The data →
^^^^^^^^^^^^^^^^

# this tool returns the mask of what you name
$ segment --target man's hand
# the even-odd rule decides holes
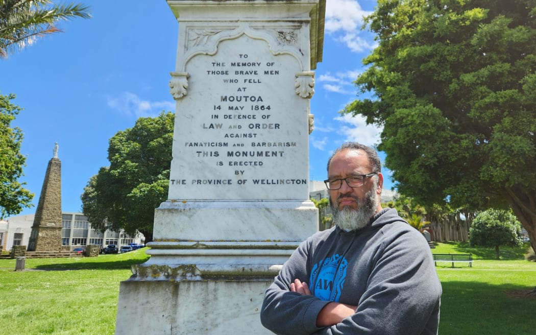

^^^^^^^^^^^^^^^^

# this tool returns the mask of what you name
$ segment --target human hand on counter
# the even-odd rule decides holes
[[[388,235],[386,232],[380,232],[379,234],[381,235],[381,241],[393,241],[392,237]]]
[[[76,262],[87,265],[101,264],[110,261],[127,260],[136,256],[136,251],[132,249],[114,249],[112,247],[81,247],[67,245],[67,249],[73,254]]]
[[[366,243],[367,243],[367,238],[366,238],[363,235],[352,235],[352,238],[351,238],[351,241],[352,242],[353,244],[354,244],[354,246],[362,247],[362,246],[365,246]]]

^^^^^^^^^^^^^^^^

Exercise goal → Find every line in the data above that contains the word "segment" and copy each of those lines. Case counts.

Expected answer →
$ segment --target man's hand
$ segment --target human hand on counter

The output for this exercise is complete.